**Exercise directions**
Rewrite the rows below, swapping "planogram tally" for "inventory count" wherever it occurs and changing nothing else.

Extracted data entries
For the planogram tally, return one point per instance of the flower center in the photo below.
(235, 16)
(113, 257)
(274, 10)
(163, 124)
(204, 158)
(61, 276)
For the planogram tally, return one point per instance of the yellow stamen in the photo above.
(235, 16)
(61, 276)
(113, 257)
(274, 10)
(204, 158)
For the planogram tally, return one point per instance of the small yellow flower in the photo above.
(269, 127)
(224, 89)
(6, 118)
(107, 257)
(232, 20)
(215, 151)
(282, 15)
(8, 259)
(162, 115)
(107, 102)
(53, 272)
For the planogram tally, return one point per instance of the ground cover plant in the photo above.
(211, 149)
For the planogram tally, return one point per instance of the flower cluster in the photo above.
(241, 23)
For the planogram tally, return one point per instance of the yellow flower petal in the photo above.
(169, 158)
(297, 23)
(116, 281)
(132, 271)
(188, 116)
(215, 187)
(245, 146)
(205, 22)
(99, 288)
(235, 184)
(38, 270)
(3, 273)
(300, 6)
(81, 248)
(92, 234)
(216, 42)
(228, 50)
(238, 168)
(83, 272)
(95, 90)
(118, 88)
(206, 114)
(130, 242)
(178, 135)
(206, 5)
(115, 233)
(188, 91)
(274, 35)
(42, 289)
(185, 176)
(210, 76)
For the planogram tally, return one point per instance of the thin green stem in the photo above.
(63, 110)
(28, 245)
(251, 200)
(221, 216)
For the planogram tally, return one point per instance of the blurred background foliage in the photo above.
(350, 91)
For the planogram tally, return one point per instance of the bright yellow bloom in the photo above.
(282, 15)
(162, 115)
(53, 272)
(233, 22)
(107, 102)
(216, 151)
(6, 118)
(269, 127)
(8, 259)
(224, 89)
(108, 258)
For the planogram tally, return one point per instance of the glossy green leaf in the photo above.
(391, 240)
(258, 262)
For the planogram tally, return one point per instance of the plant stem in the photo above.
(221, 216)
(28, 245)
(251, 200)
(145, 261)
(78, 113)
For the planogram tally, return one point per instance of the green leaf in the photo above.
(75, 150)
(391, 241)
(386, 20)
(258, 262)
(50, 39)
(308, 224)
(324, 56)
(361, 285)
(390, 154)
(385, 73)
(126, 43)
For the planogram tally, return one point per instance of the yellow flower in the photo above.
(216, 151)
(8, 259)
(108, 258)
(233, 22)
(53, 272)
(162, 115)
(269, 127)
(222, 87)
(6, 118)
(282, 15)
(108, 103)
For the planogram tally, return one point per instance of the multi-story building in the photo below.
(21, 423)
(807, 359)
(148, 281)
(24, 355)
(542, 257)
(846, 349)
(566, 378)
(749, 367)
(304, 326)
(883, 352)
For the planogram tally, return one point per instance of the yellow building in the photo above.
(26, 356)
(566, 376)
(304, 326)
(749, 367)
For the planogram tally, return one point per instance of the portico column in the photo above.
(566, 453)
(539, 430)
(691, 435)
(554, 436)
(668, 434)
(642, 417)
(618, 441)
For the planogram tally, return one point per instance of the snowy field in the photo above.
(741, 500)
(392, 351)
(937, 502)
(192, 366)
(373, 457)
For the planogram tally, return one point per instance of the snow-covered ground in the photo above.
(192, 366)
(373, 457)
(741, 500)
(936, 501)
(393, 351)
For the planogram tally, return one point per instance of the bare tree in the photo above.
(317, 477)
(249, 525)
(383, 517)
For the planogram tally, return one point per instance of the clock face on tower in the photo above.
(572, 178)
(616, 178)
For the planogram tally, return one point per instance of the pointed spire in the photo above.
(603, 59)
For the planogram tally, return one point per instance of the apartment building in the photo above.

**Exercise output**
For the inventory count, return one point per instance of the flower center in the photo below.
(235, 16)
(113, 257)
(274, 10)
(163, 124)
(204, 158)
(61, 276)
For the inventory count, return one point per instance of the yellow stamen in the photo above.
(235, 16)
(61, 276)
(113, 257)
(274, 10)
(204, 158)
For the inventory count, return one point per instance of the small yellow flower in the photo above.
(269, 127)
(224, 89)
(6, 118)
(107, 257)
(232, 20)
(215, 151)
(282, 15)
(8, 259)
(162, 115)
(107, 102)
(53, 272)
For the inventory count, return one point per instance of the ground cover plant in the photo above.
(211, 149)
For the inventory count, return one point per instance of the flower cluster in the photo above.
(241, 23)
For the inventory count, return one point per instance of the yellow flower petal in the photo above.
(169, 158)
(297, 23)
(116, 281)
(132, 271)
(188, 116)
(215, 187)
(245, 146)
(205, 22)
(99, 288)
(235, 184)
(38, 270)
(3, 273)
(300, 6)
(81, 248)
(92, 234)
(216, 42)
(228, 50)
(238, 168)
(83, 272)
(95, 90)
(118, 88)
(206, 114)
(130, 242)
(178, 135)
(206, 5)
(115, 233)
(188, 91)
(274, 35)
(42, 289)
(185, 176)
(210, 76)
For the inventory count, return one point per instance of the thin green stem in the photo above.
(63, 110)
(28, 245)
(251, 200)
(221, 216)
For the inventory count, return one point per instance of the blurred background foliage in the photo above.
(350, 91)
For the inventory count, return one point per instance of the bright yellow bloom in the photo above.
(282, 15)
(162, 115)
(53, 272)
(233, 22)
(107, 102)
(216, 151)
(6, 118)
(269, 127)
(8, 259)
(224, 89)
(108, 258)
For the inventory count, return one point per instance of the glossy green leaf in the photo above.
(391, 240)
(258, 262)
For the inventory count, return one point per instance of the plant stem in the photo above.
(221, 216)
(28, 245)
(251, 200)
(145, 261)
(78, 113)
For the inventory count, return one point per instance of the green leaf in the photo above.
(75, 150)
(391, 241)
(386, 20)
(258, 262)
(50, 39)
(308, 224)
(324, 56)
(361, 285)
(390, 154)
(385, 73)
(126, 43)
For the inventory count, return one point per instance of the yellow flower in the photo above.
(216, 151)
(8, 259)
(108, 258)
(233, 22)
(53, 272)
(162, 115)
(269, 127)
(222, 87)
(6, 118)
(282, 15)
(108, 103)
For the inventory count, return one point per instance of the multi-story building in the photo below.
(21, 423)
(807, 359)
(148, 281)
(24, 355)
(542, 257)
(846, 349)
(566, 378)
(749, 367)
(304, 326)
(883, 352)
For the inventory count, return one point per instance of the yellow building in the photo above.
(26, 356)
(566, 376)
(304, 326)
(749, 367)
For the inventory count, return one point per instance of the portico column in the photo above.
(566, 453)
(539, 430)
(691, 435)
(554, 436)
(668, 434)
(642, 417)
(618, 441)
For the inventory count, return one point per instance of the snowy field in the photo above.
(741, 500)
(392, 351)
(937, 502)
(192, 366)
(373, 457)
For the inventory count, return one point per instance of the snow-covered ground in the photo above.
(192, 366)
(373, 457)
(741, 500)
(936, 501)
(393, 351)
For the inventory count, return one point per instance of the bare tree in the photo above.
(317, 477)
(249, 525)
(383, 517)
For the inventory count, return one point per instance of the clock face on tower in the photo above.
(572, 178)
(616, 178)
For the inventory count, return one point per instance of the pointed spire in the photo above.
(603, 59)
For the inventory count, return one point per instance of the apartment building in the photo above.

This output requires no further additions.